# CONSIGNE
Traduisez en anglais, s'il vous plaît, cette phrase de l'extrait fourni : « En pareille circonstance, les pétitionnaires auraient plus convenablement agi en s’adressant directement au Conseil fédéral. »

++++ EXTRAIT FOURNI

Imprimé dans
Documents Diplomatiques Suisses, vol. 1, doc. 62
volume linkBern 1990
Plus… |▼▶Emplacement
Archives | Archives fédérales suisses, Berne | |
Cote d'archives | CH-BAR#E2#1000/44#424* | |
Titre du dossier | Verwendung für die kriegsgefangenen Schweizerbürger in Rastatt (1849–1850) | |
Référence archives | B.253 |
dodis.ch/41061 Le Conseil fédéral au Conseil national1
Par arrêté du 10 courant2, vous nous avez renvoyé une pétition de l’Association patriotique de Bâle datée du 8 décembre;3 nous avons l’honneur de vous communiquer à cet égard ce qui suit:
Les pétitionnaires appellent votre attention sur le sort des Suisses retenus prisonniers à Rastatt, puis ils déclarent ne pas vouloir examiner si le Conseil fédéral a fait des démarches dans le but d’obtenir leur élargissement et quelles sont ces démarches; toutefois ayant appris par des soi-disant déclarations du commandant de la forteresse qu’à la première réclamation de la part de la Suisse, l’élargissement des prisonniers aurait lieu, ils adressent au Conseil national l’invitation pressante de charger le Conseil fédéral de faire immédiatement les démarches convenables en vue d’obtenir la mise en liberté de tous les Suisses prisonniers à Rastatt.
Nous ne pouvons nous empêcher de faire précéder ici quelques observations sur le caractère particulier de cette pétition ou pour parler plus exactement, de cette réclamation; s’il y a plainte portée au sujet d’actes positifs ou de non accomplissement de devoirs du Conseil fédéral, c’est là un droit constitutionnel, et il est fort naturel que l’Assemblée fédérale nous requière de lui faire rapport pour aviser ensuite selon les circonstances. Mais il n’en est pas de même quand les auteurs de la pétition eux-mêmes viennent déclarer qu’ils ignorent et ne veulent pas examiner si le Conseil fédéral a fait quelque chose et ce qu’il a fait dans une affaire qui leur tient à cœur, et cependant, ils portent plainte devant le Conseil national.
En pareille circonstance, les pétitionnaires auraient plus convenablement agi en s’adressant directement au Conseil fédéral.

++++++++
++++ DONNÉES

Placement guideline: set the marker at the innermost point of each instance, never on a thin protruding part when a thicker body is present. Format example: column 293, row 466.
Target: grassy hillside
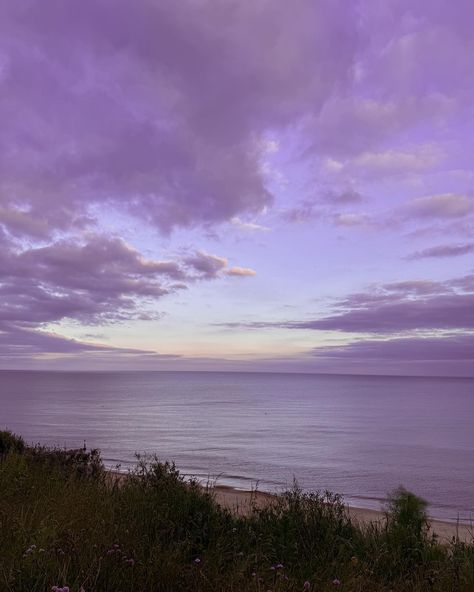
column 64, row 524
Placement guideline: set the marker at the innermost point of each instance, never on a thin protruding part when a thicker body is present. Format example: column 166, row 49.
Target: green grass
column 62, row 523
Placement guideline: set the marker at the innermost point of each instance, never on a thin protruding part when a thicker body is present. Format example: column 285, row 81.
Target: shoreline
column 241, row 501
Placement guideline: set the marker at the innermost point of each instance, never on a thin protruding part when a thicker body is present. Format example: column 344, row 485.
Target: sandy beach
column 241, row 501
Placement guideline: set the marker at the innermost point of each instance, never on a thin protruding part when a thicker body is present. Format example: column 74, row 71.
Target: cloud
column 447, row 205
column 396, row 162
column 410, row 349
column 159, row 110
column 95, row 281
column 241, row 272
column 393, row 308
column 206, row 265
column 250, row 226
column 441, row 251
column 352, row 219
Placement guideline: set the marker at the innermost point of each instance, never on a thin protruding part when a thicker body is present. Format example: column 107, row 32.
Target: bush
column 10, row 442
column 151, row 530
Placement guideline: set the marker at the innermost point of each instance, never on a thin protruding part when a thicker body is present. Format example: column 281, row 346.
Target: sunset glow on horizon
column 237, row 185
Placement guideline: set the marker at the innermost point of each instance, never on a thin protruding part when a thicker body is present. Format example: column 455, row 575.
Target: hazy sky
column 237, row 184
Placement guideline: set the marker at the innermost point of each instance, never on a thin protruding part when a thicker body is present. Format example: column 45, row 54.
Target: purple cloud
column 410, row 349
column 448, row 205
column 393, row 308
column 443, row 251
column 156, row 110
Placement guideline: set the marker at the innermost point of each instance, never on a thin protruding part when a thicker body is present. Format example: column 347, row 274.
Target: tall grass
column 66, row 523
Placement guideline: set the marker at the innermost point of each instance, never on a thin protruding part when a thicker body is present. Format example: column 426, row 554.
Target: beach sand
column 241, row 502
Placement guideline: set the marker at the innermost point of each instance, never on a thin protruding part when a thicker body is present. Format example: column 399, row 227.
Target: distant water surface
column 358, row 435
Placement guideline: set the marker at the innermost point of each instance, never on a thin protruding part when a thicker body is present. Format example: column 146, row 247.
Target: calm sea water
column 358, row 435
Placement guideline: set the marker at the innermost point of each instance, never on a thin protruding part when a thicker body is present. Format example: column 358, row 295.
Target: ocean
column 361, row 436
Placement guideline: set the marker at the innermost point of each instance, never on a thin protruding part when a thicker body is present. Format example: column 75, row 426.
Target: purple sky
column 237, row 185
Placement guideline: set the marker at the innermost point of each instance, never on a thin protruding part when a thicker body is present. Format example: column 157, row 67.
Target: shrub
column 10, row 442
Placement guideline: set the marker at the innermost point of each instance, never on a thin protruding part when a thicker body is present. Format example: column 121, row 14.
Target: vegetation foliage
column 66, row 524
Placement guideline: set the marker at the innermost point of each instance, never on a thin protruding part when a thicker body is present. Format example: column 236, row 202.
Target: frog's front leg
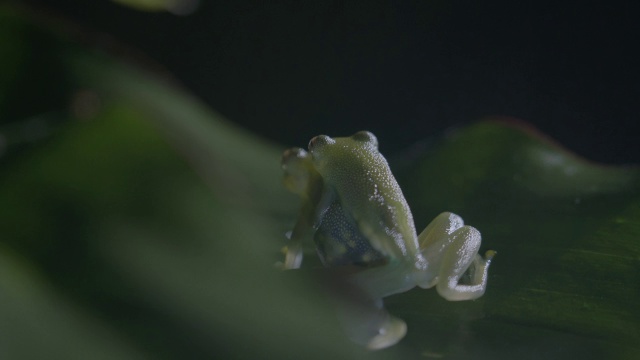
column 451, row 248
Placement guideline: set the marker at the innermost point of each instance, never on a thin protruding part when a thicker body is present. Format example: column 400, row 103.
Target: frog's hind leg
column 451, row 248
column 462, row 254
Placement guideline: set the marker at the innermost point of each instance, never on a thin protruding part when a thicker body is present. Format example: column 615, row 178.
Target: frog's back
column 339, row 242
column 367, row 189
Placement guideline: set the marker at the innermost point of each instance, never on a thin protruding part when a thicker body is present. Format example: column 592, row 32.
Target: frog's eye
column 366, row 136
column 320, row 141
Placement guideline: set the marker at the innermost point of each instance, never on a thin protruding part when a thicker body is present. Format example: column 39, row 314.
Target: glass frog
column 356, row 214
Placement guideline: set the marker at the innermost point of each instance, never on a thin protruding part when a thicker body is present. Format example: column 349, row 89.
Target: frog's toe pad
column 392, row 332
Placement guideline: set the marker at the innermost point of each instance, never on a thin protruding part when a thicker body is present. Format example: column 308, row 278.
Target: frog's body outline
column 356, row 213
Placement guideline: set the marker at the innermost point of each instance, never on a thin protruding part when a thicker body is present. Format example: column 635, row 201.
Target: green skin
column 357, row 215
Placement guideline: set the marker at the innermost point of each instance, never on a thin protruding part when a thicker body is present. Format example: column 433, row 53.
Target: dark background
column 405, row 70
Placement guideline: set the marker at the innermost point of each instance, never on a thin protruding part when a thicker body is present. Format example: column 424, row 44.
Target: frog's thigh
column 444, row 224
column 459, row 255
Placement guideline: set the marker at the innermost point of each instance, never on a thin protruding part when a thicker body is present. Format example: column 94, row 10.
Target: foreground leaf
column 152, row 225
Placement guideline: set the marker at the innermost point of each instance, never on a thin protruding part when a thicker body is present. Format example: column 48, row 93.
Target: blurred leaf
column 179, row 7
column 141, row 223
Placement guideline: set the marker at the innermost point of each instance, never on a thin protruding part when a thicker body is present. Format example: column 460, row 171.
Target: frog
column 355, row 212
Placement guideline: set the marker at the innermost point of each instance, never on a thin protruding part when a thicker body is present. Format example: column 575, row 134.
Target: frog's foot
column 462, row 256
column 293, row 255
column 451, row 249
column 392, row 331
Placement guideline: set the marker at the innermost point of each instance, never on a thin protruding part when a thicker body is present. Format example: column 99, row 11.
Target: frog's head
column 298, row 170
column 327, row 151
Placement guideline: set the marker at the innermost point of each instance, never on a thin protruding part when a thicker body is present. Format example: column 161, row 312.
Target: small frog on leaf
column 356, row 214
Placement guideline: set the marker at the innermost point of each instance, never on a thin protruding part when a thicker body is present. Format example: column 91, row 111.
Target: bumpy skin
column 357, row 215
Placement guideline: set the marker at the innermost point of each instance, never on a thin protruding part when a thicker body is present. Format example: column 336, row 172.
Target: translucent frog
column 356, row 214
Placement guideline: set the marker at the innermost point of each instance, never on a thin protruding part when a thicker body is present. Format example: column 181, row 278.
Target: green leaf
column 136, row 222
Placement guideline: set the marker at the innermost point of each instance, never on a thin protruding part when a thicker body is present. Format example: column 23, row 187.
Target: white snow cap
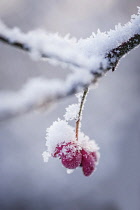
column 58, row 133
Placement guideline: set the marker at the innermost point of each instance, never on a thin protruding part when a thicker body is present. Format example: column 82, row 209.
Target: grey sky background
column 111, row 116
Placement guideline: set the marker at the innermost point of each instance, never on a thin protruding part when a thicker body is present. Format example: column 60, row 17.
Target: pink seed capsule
column 88, row 162
column 71, row 156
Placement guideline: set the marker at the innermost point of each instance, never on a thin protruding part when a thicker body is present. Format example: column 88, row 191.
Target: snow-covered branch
column 89, row 58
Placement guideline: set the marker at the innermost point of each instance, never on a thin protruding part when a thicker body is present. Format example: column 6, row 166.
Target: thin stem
column 80, row 112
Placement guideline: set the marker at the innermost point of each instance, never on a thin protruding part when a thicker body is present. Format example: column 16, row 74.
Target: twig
column 80, row 112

++++++++

# RÉPONSE FINALE
In such a circumstance, the petitioners would have acted more properly by addressing the Federal Council directly.